- **Problem requirements**: Among the records below, find the line that has "[[257, 93]]"; from there, give the lines again exactly, and stop after the line that has "[[383, 267]]".

Input material below:

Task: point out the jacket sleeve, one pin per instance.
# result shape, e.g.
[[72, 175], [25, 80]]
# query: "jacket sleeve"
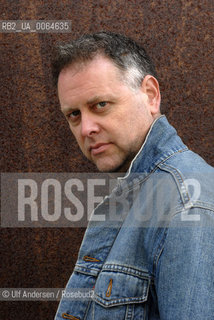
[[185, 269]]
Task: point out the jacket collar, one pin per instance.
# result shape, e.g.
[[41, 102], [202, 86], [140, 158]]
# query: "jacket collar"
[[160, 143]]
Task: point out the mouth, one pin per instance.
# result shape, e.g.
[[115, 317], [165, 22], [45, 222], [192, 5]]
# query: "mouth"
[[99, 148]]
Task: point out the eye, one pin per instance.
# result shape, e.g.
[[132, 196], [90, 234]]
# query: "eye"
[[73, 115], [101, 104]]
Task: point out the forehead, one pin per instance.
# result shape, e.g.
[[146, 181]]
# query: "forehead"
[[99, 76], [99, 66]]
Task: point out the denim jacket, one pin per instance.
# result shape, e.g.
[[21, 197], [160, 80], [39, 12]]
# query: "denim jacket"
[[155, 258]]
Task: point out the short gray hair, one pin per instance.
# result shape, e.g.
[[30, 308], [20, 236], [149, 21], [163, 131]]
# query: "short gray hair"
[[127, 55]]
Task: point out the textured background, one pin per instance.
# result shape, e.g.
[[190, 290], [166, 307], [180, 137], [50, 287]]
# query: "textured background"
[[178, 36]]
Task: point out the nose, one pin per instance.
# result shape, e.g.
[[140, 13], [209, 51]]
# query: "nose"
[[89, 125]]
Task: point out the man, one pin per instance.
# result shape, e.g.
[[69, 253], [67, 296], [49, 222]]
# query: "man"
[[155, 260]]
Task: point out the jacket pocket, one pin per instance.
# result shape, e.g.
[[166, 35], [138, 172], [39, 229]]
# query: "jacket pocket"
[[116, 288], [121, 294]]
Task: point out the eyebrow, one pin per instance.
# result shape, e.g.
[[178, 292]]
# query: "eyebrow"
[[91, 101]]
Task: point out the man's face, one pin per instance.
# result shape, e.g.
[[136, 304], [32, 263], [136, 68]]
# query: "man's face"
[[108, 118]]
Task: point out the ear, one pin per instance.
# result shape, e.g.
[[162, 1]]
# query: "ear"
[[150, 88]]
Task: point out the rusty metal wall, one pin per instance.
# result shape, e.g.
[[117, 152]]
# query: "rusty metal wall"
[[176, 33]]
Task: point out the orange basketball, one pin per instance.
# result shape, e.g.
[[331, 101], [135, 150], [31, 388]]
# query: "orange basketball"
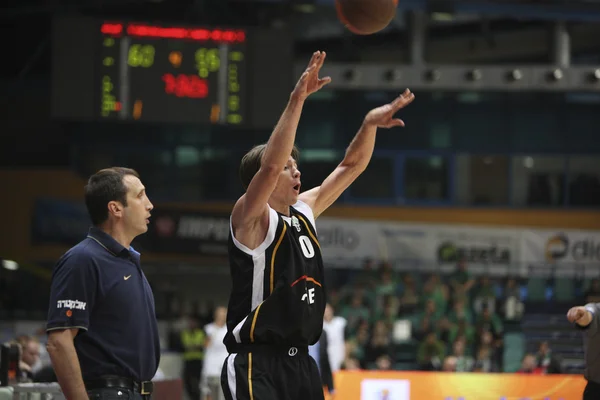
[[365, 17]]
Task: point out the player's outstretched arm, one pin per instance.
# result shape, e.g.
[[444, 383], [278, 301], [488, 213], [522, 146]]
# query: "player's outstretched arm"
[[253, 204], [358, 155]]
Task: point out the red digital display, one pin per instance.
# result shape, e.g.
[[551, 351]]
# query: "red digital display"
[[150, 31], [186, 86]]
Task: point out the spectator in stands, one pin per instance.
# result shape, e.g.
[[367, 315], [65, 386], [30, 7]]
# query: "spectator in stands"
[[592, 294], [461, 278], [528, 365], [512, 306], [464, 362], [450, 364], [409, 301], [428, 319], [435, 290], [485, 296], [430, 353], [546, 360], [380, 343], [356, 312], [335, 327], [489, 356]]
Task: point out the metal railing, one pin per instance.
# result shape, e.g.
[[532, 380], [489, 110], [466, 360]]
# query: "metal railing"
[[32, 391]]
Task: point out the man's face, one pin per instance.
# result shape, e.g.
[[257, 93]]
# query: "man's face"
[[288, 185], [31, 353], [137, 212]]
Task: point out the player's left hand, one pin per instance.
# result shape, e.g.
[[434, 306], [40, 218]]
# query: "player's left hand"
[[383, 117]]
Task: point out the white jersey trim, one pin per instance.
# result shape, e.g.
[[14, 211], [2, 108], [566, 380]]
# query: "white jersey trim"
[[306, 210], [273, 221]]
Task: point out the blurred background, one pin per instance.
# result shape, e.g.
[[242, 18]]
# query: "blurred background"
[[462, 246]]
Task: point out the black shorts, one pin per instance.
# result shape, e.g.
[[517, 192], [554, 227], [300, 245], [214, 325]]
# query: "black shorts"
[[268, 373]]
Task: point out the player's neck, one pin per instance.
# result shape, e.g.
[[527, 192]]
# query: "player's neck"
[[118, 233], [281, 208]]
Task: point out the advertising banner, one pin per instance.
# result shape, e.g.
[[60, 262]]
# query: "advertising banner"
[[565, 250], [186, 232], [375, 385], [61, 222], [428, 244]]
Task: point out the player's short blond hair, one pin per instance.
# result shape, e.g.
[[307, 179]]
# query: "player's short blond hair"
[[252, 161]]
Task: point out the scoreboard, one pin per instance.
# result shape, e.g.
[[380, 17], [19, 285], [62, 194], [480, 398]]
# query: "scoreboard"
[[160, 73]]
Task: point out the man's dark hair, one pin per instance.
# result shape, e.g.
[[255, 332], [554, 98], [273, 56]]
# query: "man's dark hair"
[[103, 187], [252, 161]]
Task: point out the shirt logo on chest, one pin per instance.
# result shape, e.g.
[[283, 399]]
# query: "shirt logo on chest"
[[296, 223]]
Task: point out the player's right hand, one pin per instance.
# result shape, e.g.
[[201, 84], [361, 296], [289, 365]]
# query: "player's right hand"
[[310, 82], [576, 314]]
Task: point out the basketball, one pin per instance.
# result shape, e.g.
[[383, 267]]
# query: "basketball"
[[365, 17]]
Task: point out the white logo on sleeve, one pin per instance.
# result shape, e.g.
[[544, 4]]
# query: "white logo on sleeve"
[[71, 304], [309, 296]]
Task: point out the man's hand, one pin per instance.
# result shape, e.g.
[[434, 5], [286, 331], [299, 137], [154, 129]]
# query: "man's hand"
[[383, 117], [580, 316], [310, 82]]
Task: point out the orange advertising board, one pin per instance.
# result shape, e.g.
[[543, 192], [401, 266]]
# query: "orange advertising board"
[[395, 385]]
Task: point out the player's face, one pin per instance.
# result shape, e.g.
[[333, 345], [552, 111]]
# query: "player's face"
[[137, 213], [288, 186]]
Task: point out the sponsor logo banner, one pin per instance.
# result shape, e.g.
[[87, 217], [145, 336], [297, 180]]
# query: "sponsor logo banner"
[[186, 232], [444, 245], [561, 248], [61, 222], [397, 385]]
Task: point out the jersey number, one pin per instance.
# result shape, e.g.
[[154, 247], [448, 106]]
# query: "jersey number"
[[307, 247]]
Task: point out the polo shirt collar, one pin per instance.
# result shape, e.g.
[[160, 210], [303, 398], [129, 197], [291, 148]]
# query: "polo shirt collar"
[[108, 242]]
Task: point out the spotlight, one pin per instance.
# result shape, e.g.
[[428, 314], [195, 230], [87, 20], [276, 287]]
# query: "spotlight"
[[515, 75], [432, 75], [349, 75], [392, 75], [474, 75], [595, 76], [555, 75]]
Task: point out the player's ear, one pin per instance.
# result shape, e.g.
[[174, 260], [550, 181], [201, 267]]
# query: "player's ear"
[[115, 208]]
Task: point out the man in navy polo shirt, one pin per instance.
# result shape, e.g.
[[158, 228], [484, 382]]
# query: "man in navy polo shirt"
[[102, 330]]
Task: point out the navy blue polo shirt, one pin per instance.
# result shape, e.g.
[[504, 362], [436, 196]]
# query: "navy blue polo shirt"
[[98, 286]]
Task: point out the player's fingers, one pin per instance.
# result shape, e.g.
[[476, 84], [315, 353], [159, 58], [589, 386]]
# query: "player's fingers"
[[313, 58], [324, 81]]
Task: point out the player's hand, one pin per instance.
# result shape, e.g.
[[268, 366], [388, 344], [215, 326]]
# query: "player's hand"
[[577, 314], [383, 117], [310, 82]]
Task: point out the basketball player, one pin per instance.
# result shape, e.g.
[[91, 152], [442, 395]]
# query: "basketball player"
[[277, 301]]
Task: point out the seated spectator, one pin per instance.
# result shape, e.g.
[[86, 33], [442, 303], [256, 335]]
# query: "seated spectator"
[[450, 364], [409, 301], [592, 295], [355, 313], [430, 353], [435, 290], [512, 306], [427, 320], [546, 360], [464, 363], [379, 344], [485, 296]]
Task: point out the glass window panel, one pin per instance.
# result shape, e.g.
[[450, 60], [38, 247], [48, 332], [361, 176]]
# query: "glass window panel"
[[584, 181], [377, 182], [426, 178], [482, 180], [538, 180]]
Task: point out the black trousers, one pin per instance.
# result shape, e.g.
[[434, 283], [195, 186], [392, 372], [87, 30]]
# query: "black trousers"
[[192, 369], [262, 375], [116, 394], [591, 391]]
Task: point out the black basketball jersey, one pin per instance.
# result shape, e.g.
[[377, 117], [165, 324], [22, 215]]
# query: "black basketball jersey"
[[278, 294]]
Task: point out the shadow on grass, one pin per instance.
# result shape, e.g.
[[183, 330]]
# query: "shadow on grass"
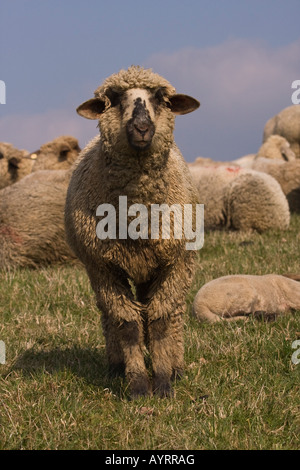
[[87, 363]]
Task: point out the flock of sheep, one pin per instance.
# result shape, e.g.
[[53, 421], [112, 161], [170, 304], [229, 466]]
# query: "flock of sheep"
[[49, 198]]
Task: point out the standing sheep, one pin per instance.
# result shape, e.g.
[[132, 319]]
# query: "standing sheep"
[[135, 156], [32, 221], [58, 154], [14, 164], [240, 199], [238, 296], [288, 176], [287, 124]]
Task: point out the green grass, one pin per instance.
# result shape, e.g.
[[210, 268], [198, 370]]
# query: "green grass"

End of Input material.

- **Exercise solution**:
[[257, 93]]
# query: "man's face"
[[288, 185], [31, 353], [137, 212]]
Task: point out the player's left hand, one pin per instance.
# result shape, e.g.
[[434, 306], [40, 218]]
# query: "player's left hand"
[[383, 117]]
Task: point out the white jersey trim, one pin per instance.
# result shape, e.g.
[[14, 211], [2, 108], [566, 380]]
# query: "white jersey trim"
[[306, 210], [273, 221]]
Task: point out the blurred background, one pin per instance.
# result shape, e.g.
[[242, 18]]
# query: "blurred background"
[[462, 246]]
Task: point out the black shorts, one pin per instance.
# result shape, e.g.
[[517, 192], [554, 227], [300, 245], [214, 325]]
# query: "black shorts"
[[268, 373]]
Task: point out the player's neck, one pin per instance.
# result shape, e.g.
[[527, 192]]
# query: "player's neck"
[[118, 233], [281, 208]]
Task: point out the advertising banner, one pin per instance.
# result shape, e.g.
[[60, 262]]
# query: "advertising banner"
[[565, 250], [186, 232], [375, 385], [61, 222], [428, 244]]
Task: point out the player's short blond hair, one pin per instance.
# result shape, e.g.
[[307, 179]]
# query: "player's short blond hair"
[[252, 161]]
Task: point out the scoreboard, one pin per instance.
# result shape, e.g.
[[380, 17], [19, 285], [62, 194], [480, 398]]
# query: "scoreboard"
[[160, 73]]
Task: point out the man's dark hair, one pin per instance.
# result shape, e.g.
[[255, 332], [554, 98], [273, 56]]
# query: "man's dark hair"
[[103, 187], [252, 161]]
Task: point out the shirt logo on chest, one pin per instance.
# result shape, e.g.
[[283, 399]]
# query: "shirt logo on chest"
[[296, 223]]
Task: point out the player's right hand, one pin per instance.
# result shape, e.g.
[[201, 84], [361, 296], [289, 365]]
# query: "player's right hand"
[[310, 82], [576, 314]]
Task: point out the basketball, one pin per instance.
# result shape, e.g.
[[383, 267]]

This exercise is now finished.